■ **The request**
Copy every record below exactly.

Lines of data
• • • • • • •
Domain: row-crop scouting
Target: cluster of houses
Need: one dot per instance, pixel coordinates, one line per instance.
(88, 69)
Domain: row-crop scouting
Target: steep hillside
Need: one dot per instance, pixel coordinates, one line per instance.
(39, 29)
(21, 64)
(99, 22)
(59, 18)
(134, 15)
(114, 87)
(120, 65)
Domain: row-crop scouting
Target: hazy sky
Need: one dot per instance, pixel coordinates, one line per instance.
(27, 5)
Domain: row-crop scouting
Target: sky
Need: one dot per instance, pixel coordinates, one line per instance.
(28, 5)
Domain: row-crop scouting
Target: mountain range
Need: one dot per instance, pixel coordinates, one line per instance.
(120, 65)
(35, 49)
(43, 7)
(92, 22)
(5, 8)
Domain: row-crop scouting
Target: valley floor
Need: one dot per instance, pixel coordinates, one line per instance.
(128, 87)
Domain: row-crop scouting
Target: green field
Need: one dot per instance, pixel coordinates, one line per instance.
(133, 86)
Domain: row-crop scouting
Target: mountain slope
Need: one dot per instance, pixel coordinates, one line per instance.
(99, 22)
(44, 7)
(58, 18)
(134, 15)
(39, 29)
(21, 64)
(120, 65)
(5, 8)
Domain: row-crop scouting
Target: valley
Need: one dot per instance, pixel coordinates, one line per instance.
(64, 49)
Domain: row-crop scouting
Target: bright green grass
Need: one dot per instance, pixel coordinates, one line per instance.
• • • • • • •
■ **Exercise answer**
Domain: row-crop scouting
Target: cluster of houses
Need: one dot per instance, pixel coordinates, one line per instance.
(88, 69)
Domain: row-crop scouting
Target: steep hillside
Need: one dot per instance, pixel coordinates, one line per instance.
(39, 29)
(21, 64)
(99, 22)
(59, 18)
(134, 15)
(114, 87)
(120, 65)
Domain: row-crop scouting
Target: hazy sky
Need: one dot per instance, pixel coordinates, one line per instance.
(27, 5)
Domain: row-crop scouting
Target: sky
Need: one dot per instance, pixel coordinates, one line per instance.
(28, 5)
Domain: row-crop scouting
Target: mountain range
Need: one dot per instance, pixel coordinates, one line per instance.
(120, 65)
(35, 49)
(43, 7)
(92, 22)
(5, 8)
Domain: row-crop scouting
Target: valley floor
Need: one dot per instance, pixel coordinates, one line per instance.
(128, 87)
Domain: row-crop scouting
Target: green field
Need: one dot per instance, pixel coordinates, one line per instance.
(133, 86)
Domain: row-crop scouting
Target: mountain slope
Need: one dot per instance, pixel coordinates, one line per instance.
(99, 22)
(44, 7)
(58, 18)
(134, 15)
(39, 29)
(21, 64)
(120, 65)
(5, 8)
Domain: row-crop scouting
Target: valley
Need: one dot per instance, pixel coordinates, one line per instance.
(64, 49)
Domain: row-crop scouting
Target: bright green grass
Need: one dot per instance, pixel coordinates, one line per instance.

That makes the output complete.